認知症を悪化させないための行動

認知症

看護師という職業柄、
もちろん知識や現場で接することを重ねてきたわけですが、
最近、初期認知症の父に付き添っていると、
あまりにその行動やその原因がドンピシャなので、
1人で「そうそう、その通り!」と心で叫んでいることも多いです。

その中で、
最近読んだ認知症関連の論文には、結構励まされた気分になりました。

BPSD(behavioral and psychological symptoms of dementia)
という認知症の行動・心理症状を意味する言葉があります。

例えば、心理面でいえば、誰かに見られている、何かが見えるといった妄想や幻聴、感情の抑うつや不安、同じ事を繰り返し聞く、睡眠障害などの症状があり、
行動面では、徘徊や落ち着きのなさ、ものをなくしたり壊したり、攻撃的になる、パニックを起こすなど。

BPSDは、認知症の人には多く見受けられますが、
実は認知症でない高齢者の方でも、BPSDの症状はあって、
要支援1,2の人でも多く認められるといいます。

この論文の研究では、
要支援の人が要介護にならないようにするポイントとして
・日常の意思決定、
・薬の内服、
・金銭の管理
・歩行
について書かれていました。

実は、この4点
うちの父、すべてやっていたのです。

昔は、父の強引というか、強い物言いが嫌いで、
子供の頃は普通に、父嫌いの反抗期でした(;^_^A
でも今はそれが功を奏して(?)
病院の先生にも「はっきり自分の意見を言ってくれるので、わかりやすいです」と逆に褒められてしまいました。

今でも「延命治療はしない!」の口ぐせですが、
それをしつこいくらい言い続けて、はっきり宣言していますし、
自分でやることは「自分でやるから」といい、
私たちに頼む事は「よろしくな」「すまんな」と
まさに自分の意思決定、主張がはっきりしているのです。

薬は、というと、
これはかなり面白いです。

> **データ**

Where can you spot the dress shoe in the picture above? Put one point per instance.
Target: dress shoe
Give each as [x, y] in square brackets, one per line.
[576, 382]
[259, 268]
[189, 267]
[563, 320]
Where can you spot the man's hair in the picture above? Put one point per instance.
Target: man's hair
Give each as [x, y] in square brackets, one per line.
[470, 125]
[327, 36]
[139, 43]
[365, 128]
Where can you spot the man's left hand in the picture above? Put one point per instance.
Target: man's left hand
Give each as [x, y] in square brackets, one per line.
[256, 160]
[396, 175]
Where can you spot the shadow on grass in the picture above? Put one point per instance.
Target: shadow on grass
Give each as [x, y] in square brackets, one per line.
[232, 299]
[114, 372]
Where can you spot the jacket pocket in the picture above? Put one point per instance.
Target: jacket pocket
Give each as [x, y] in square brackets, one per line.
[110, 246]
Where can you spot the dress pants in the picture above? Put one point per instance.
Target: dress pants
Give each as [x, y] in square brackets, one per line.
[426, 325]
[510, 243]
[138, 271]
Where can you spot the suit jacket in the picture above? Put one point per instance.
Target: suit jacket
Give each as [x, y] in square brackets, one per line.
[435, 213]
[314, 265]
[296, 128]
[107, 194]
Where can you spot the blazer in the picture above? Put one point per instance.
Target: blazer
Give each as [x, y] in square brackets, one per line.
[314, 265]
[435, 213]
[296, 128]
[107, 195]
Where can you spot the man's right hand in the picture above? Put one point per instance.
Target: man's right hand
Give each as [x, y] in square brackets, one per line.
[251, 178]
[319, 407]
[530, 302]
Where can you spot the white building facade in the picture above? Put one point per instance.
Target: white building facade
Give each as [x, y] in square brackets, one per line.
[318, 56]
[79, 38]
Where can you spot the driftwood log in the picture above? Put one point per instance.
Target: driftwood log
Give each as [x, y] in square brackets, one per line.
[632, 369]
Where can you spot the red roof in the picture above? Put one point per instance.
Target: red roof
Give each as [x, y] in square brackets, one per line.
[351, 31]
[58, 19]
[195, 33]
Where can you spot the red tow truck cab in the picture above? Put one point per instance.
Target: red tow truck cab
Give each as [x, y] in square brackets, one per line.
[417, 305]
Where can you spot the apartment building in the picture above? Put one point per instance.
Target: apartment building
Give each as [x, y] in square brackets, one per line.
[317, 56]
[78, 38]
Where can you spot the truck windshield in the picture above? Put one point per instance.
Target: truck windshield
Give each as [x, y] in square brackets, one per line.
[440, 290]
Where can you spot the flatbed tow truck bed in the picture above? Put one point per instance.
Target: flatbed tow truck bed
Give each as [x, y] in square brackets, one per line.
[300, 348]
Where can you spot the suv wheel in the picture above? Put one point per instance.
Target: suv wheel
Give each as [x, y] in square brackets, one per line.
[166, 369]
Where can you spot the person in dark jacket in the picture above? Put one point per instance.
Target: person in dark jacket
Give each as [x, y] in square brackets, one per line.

> **取り組む指示**
次の1.〜3.が提示文の内容と合っているかどうかを「はい」か「いいえ」で答えなさい。あわせて、判断の決め手となる提示文の語句を原文のまま引用しなさい。
1. BPSDの症状は、認知症の人だけに見られる。
2. 病院の先生は「はっきり自分の意見を言ってくれるので、わかりやすいです」と言った。
3. 筆者は子供の頃、父の強い物言いが好きだった。
データは提示文とは別の資料です。

> **解答**
1. いいえ。「実は認知症でない高齢者の方でも、BPSDの症状はあって、」
2. はい。「はっきり自分の意見を言ってくれるので、わかりやすいです」
3. いいえ。「昔は、父の強引というか、強い物言いが嫌いで、」